*** Opening of Selected extract ***

Monday, September 24, 2007

Ph.innaly D.one: Now New and Improved

Just fyi, I managed to successfully defend the old dissertation on Friday. Now I just have to get the old thing into the proper format, have it printed, and turn it into the proper authorities. It all went fine and if you want to see pictures check out the Wifelet's blog. I would have, but she hogged the computer on Sunday and I was forced to set several new Mario Cart: Double Dash records on our Youth Ministers Gamecube.

And now, because you know you want to read 229 pages about a small clam nobody but crabs like, you can download and read my dissertation following the link on the right.

And because I know you need a real reason: it contains a beautiful picture of my wife (page iii), and another of my daughter (page 229).

5 Comments:

At 1:25 PM , Blogger Kimberly Long Cockroft said...

woo hoo! hoorah for you! and clearly, onto more pressing matters, such as mariocart. at least you've got your priorities straight.

*** Close of Selected extract ***

What the task asks: Reproduce the blog post word for word, everything from "Monday, September 24, 2007" down to "daughter (page 229).". The material after this point comes from a separate source and has no connection to the blog post.

*** Opening of Data listing ***

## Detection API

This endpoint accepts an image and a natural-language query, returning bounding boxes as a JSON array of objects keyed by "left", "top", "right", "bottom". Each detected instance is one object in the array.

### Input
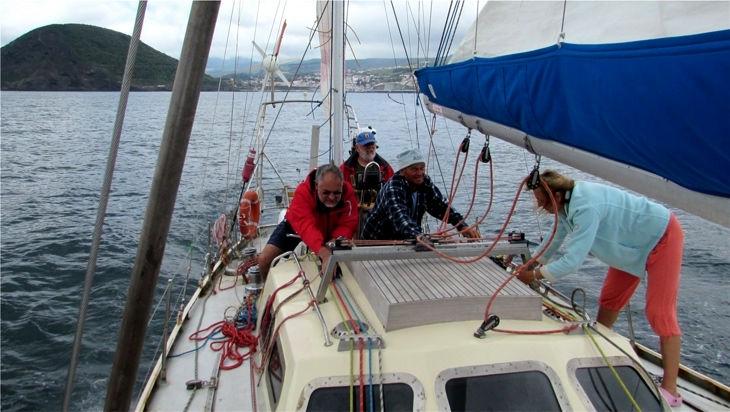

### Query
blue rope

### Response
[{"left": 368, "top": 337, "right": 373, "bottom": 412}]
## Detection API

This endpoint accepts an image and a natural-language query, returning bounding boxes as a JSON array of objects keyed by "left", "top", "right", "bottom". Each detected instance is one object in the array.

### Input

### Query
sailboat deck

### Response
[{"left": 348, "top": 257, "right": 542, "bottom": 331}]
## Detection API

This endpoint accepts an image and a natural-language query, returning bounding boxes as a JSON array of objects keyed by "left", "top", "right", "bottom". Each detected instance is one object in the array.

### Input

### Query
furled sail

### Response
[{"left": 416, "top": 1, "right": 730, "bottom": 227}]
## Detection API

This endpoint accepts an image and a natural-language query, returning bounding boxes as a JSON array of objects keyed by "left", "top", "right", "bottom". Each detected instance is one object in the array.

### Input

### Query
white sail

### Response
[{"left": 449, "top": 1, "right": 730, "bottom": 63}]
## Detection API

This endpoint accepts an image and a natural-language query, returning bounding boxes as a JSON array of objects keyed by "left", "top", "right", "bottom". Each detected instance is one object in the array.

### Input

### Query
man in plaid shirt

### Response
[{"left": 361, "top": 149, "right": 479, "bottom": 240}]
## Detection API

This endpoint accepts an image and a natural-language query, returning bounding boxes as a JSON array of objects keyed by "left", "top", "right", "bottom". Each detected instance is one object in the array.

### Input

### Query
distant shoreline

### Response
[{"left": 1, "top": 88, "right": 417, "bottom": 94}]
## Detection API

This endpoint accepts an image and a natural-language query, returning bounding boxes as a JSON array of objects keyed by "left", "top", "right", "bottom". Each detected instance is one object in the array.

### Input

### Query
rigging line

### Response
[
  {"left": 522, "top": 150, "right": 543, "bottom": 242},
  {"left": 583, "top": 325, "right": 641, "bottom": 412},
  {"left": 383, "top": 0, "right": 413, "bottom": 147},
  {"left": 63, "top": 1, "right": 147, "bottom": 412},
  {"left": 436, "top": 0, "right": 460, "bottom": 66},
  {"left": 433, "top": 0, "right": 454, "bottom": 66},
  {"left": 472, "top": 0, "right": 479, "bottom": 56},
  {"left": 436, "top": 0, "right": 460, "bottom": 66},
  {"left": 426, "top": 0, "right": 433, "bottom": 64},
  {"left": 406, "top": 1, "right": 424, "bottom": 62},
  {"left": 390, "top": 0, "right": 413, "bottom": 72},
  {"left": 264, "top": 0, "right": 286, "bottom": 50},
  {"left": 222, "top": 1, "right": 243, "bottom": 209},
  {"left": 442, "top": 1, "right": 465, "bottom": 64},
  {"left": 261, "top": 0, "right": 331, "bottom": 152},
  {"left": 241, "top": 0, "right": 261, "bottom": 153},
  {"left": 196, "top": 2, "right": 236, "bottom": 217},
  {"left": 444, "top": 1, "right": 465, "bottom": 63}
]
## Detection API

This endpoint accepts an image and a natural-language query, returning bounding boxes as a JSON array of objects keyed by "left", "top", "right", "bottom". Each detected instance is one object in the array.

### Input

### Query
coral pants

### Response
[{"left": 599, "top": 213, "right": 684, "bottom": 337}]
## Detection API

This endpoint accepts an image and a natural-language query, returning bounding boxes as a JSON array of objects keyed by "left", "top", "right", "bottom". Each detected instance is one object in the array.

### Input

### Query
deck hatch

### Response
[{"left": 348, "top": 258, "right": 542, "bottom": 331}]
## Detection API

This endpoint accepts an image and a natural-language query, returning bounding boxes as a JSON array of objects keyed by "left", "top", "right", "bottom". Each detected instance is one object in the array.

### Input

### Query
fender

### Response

*** Close of Data listing ***

Task result:
Monday, September 24, 2007

Ph.innaly D.one: Now New and Improved

Just fyi, I managed to successfully defend the old dissertation on Friday. Now I just have to get the old thing into the proper format, have it printed, and turn it into the proper authorities. It all went fine and if you want to see pictures check out the Wifelet's blog. I would have, but she hogged the computer on Sunday and I was forced to set several new Mario Cart: Double Dash records on our Youth Ministers Gamecube.

And now, because you know you want to read 229 pages about a small clam nobody but crabs like, you can download and read my dissertation following the link on the right.

And because I know you need a real reason: it contains a beautiful picture of my wife (page iii), and another of my daughter (page 229).